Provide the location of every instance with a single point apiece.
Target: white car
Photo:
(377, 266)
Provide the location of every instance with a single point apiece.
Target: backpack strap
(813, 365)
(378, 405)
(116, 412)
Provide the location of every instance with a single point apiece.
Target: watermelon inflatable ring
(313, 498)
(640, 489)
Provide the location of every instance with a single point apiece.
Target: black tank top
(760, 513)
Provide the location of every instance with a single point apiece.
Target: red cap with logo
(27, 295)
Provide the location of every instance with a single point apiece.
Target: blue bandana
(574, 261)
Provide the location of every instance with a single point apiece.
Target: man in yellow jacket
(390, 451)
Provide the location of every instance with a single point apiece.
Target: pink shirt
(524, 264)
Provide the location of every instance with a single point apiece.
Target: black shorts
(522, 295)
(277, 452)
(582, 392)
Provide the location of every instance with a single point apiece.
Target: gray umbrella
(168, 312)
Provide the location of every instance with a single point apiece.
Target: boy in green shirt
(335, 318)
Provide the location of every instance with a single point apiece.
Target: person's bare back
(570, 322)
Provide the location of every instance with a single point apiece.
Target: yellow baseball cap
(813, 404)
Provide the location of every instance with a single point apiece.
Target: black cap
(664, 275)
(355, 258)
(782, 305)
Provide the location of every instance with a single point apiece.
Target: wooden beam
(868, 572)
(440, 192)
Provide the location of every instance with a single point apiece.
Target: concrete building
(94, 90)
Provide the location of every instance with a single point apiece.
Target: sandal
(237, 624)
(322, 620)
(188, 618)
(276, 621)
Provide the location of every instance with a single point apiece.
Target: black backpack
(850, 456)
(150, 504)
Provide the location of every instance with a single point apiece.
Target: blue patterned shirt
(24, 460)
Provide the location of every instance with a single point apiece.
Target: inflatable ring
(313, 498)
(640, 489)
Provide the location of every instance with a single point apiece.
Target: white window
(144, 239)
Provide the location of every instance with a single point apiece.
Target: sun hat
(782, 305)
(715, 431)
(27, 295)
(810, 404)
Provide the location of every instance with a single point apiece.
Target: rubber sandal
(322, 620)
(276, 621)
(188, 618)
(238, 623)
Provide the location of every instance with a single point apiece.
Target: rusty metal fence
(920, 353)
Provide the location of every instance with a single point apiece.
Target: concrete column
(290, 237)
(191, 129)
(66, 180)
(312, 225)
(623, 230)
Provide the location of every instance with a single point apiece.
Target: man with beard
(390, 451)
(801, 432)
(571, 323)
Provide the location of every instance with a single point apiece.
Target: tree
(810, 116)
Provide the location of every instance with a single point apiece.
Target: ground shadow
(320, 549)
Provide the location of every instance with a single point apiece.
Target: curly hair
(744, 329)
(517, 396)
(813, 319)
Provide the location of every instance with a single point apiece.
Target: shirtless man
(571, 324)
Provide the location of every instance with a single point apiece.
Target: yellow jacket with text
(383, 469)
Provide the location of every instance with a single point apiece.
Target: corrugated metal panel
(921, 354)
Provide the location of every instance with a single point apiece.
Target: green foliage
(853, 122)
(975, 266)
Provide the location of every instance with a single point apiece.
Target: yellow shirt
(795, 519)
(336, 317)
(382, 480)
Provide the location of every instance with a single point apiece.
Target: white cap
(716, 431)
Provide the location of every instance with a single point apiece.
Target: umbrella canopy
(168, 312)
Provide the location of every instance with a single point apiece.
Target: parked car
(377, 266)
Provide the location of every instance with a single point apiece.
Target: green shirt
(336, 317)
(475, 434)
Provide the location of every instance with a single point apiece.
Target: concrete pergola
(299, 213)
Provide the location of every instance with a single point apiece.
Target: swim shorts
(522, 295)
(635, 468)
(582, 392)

--

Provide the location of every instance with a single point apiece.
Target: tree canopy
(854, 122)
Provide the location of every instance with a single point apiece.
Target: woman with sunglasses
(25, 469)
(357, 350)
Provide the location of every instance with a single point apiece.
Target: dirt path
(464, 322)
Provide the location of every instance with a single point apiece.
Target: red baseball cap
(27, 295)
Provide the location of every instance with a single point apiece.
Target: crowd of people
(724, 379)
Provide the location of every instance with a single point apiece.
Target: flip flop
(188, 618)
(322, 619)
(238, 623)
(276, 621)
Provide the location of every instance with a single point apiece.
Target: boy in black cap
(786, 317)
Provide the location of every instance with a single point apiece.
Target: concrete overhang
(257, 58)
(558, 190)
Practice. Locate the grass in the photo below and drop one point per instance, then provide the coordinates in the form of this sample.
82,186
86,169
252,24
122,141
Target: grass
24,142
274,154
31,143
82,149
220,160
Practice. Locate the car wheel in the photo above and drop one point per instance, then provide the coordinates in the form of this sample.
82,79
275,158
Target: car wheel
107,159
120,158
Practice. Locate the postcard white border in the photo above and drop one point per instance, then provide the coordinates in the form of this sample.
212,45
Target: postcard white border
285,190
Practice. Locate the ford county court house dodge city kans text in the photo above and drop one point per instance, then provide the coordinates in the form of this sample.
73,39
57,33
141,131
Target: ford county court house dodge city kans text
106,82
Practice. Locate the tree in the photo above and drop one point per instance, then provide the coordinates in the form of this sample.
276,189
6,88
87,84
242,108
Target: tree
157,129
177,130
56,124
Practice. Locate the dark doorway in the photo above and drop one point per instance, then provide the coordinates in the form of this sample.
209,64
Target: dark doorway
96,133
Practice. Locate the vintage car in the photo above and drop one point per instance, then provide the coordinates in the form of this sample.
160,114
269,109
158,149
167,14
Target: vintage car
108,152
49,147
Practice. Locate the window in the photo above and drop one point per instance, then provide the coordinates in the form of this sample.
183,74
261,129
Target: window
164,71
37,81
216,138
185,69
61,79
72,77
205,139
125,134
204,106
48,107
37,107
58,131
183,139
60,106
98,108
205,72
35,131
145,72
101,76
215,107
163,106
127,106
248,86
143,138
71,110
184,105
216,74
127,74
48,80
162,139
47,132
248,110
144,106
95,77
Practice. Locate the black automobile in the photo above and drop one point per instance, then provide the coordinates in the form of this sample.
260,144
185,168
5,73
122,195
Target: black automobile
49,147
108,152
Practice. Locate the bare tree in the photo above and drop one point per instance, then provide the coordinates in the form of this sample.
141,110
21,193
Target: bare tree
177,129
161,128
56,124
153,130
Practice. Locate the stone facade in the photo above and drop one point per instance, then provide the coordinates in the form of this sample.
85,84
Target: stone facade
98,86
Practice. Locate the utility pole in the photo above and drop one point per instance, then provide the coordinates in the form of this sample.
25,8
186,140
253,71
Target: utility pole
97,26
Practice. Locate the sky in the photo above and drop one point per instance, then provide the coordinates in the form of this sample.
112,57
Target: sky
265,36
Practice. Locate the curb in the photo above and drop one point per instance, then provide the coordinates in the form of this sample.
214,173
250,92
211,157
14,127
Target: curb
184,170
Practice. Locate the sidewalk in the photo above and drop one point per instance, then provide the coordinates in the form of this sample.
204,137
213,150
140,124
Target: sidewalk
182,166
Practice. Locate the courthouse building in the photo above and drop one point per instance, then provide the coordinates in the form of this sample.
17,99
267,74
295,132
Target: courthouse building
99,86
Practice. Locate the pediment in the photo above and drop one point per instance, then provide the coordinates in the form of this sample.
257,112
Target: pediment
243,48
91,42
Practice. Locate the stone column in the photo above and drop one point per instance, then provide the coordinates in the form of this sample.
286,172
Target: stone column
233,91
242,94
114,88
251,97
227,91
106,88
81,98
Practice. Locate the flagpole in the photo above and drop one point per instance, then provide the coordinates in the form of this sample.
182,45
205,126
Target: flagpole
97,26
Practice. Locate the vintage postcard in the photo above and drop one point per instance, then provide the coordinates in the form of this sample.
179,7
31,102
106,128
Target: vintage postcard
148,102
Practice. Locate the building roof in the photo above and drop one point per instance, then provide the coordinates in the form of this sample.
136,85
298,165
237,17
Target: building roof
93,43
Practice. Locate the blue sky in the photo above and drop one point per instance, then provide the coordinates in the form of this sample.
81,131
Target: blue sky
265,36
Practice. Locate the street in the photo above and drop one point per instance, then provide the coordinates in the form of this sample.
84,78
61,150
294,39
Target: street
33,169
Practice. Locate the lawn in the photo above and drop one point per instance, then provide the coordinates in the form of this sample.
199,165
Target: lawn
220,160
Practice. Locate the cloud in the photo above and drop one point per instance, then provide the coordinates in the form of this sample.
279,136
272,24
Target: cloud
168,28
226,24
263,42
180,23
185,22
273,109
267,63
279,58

--

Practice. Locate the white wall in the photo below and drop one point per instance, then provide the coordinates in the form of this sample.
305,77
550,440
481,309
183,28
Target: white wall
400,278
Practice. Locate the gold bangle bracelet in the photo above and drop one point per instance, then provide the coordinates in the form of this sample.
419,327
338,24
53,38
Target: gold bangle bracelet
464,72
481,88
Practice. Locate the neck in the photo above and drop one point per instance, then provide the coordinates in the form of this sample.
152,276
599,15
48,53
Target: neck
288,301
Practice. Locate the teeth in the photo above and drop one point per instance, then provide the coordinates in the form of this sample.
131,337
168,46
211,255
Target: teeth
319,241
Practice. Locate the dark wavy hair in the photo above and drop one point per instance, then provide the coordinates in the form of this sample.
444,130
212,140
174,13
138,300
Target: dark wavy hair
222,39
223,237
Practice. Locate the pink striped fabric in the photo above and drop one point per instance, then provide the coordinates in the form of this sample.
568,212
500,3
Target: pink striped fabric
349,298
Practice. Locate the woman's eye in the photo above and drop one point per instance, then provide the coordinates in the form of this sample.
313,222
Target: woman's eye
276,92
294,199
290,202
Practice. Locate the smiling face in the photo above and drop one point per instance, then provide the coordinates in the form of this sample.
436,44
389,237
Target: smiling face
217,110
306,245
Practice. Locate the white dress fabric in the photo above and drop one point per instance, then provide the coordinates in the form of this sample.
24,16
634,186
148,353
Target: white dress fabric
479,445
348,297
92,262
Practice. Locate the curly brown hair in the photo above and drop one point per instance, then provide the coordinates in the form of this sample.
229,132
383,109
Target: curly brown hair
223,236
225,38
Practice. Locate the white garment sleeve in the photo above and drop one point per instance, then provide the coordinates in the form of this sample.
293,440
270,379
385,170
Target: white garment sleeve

--

**Exercise goal**. Reproduce the lines verbatim, beginning with the line containing "Practice. Locate the smiling" and continuing through the line containing "Target: white garment sleeve", inclusive of both.

**Result of this exercise**.
Practice. Locate the smiling face in the photo above and drop one point per instance, then provide the coordinates in the form of this sample.
436,44
389,237
Target: smiling face
217,110
306,245
Practice. Locate the white dress fabric in the photo above and drop one point per instance, then provide the coordinates in the form of this sample.
24,16
634,186
148,353
Target: white dress fabric
479,445
348,297
92,262
Practice. Locate the curly brown hair in the photo above and drop one point per instance, then provide the coordinates in the form of this sample.
229,132
383,109
Target: curly brown hair
223,236
225,38
Practice. Locate the white garment sleeve in the photo above and drop one point per instance, then provide the coordinates in the form of this sample.
293,440
270,379
385,170
Target: white garment sleeve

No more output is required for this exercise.